Collect every line of the records below that contains the string "sponge", copying each line in full. Matching is case-sensitive.

---------------

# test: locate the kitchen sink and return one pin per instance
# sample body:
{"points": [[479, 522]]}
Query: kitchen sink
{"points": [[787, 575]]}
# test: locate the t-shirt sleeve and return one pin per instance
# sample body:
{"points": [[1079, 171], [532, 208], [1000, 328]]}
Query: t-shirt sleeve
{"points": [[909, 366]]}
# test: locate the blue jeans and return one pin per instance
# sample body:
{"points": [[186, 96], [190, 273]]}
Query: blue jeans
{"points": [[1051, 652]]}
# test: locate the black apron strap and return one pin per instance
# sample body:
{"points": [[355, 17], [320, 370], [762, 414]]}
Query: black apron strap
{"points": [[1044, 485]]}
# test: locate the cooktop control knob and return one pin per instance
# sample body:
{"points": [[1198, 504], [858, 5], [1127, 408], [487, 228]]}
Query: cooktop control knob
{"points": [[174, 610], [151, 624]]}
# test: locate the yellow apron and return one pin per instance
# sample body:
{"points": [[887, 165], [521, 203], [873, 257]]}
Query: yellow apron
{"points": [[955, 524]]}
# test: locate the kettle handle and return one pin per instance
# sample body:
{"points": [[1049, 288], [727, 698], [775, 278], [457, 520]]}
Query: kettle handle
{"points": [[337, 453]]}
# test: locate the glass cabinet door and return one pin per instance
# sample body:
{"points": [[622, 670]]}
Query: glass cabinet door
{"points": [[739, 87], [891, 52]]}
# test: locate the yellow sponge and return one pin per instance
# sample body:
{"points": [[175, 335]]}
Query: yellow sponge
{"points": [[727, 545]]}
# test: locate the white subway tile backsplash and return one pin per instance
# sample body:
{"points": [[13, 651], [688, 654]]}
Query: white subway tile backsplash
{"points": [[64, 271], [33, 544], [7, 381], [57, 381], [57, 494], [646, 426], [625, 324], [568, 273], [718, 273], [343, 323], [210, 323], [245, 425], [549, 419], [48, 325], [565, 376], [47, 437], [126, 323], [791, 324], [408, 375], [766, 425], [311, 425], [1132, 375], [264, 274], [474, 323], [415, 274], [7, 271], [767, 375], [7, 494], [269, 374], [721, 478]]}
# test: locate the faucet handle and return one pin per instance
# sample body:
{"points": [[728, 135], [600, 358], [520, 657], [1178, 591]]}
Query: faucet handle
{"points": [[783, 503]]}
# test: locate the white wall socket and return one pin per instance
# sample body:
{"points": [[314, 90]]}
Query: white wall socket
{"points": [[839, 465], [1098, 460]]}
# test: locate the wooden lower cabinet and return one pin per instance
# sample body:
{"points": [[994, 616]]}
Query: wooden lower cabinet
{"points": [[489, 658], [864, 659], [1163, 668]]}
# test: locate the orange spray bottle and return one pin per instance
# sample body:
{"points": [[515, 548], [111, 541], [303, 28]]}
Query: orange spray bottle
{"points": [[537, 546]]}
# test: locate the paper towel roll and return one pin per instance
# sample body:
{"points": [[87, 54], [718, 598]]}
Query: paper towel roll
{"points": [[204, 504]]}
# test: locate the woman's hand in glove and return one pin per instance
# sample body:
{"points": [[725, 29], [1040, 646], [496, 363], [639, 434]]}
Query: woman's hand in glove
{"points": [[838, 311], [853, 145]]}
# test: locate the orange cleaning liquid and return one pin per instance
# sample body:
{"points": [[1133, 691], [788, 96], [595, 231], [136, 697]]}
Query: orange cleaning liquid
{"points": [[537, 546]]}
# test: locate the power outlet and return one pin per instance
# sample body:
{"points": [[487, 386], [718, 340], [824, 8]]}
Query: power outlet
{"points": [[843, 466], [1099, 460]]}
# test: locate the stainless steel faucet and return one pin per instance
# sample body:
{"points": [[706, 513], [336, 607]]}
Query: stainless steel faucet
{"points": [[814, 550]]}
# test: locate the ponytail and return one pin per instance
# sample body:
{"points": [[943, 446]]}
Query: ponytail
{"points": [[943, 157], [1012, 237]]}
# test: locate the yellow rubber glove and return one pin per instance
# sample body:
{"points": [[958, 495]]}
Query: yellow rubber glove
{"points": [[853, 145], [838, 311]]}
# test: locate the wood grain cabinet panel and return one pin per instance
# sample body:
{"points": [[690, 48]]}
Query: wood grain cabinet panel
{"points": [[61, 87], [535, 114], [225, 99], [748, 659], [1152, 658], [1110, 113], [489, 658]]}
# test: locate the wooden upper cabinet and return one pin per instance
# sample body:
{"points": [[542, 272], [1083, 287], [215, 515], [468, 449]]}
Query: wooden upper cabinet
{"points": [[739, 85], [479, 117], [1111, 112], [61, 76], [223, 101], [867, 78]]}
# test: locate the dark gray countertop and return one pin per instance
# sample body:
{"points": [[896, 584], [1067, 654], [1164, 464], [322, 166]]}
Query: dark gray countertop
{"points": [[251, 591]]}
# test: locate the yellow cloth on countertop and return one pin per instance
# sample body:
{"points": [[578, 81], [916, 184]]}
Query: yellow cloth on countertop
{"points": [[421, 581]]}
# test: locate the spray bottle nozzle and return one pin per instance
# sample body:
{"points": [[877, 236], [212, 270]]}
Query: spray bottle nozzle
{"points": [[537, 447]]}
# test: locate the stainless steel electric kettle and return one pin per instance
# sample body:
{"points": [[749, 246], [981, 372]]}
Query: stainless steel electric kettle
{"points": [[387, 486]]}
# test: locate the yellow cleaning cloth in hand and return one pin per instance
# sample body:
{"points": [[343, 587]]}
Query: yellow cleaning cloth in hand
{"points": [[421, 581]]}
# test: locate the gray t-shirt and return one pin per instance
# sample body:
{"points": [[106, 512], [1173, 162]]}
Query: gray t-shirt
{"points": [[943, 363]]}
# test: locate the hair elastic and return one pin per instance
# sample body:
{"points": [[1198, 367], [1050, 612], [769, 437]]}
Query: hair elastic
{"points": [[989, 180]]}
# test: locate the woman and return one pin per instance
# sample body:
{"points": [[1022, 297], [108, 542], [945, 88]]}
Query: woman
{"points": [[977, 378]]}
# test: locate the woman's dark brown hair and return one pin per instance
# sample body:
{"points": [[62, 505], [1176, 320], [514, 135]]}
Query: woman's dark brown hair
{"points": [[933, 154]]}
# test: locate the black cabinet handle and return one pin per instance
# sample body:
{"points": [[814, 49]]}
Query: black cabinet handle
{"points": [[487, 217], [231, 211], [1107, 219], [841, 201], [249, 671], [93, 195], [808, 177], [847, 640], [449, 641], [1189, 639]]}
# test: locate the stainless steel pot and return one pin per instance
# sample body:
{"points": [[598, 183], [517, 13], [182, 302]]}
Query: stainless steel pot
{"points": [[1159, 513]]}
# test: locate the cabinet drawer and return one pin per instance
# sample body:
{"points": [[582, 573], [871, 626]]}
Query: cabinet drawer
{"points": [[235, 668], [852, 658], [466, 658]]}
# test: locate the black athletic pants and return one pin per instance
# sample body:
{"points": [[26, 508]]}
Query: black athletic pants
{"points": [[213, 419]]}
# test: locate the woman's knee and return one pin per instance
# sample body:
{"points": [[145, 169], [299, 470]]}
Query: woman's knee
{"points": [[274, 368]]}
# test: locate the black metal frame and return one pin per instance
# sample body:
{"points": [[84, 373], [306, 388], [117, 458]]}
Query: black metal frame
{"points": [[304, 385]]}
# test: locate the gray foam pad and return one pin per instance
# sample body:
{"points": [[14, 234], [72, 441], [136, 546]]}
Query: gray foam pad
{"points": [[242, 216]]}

---------------

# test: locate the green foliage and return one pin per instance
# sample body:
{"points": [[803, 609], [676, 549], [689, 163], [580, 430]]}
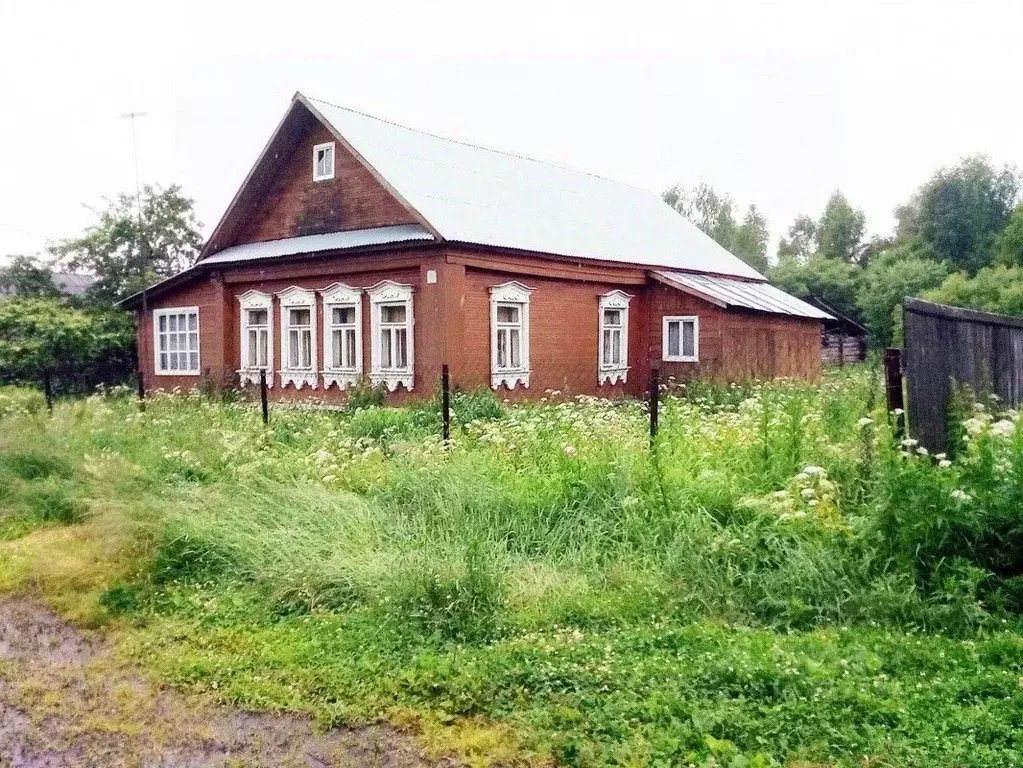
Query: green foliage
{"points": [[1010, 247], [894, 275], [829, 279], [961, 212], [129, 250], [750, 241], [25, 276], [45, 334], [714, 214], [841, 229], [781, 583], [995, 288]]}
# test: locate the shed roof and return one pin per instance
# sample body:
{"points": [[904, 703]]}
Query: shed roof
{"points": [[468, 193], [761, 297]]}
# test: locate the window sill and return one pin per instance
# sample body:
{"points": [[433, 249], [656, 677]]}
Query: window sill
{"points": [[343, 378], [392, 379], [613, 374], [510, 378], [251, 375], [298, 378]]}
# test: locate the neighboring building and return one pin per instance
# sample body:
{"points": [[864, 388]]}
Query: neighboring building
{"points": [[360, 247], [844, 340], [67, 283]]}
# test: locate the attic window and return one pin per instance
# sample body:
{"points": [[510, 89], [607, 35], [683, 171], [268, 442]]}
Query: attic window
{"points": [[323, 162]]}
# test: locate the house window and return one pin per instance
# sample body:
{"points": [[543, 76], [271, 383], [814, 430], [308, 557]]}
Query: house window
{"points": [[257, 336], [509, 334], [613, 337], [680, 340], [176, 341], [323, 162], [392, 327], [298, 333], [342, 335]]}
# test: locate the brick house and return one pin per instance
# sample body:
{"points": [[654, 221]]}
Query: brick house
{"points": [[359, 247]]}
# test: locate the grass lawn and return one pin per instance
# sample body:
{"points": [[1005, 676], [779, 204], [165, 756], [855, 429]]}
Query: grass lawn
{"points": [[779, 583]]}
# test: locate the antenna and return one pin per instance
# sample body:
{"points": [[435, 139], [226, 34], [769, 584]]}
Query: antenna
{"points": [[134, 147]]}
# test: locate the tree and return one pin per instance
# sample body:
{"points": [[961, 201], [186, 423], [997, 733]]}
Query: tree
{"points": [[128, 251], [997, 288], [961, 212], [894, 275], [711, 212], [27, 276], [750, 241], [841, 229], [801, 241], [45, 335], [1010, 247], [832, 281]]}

---------------

Exercise output
# test: locate the yellow sponge and return one pin per instance
Query: yellow sponge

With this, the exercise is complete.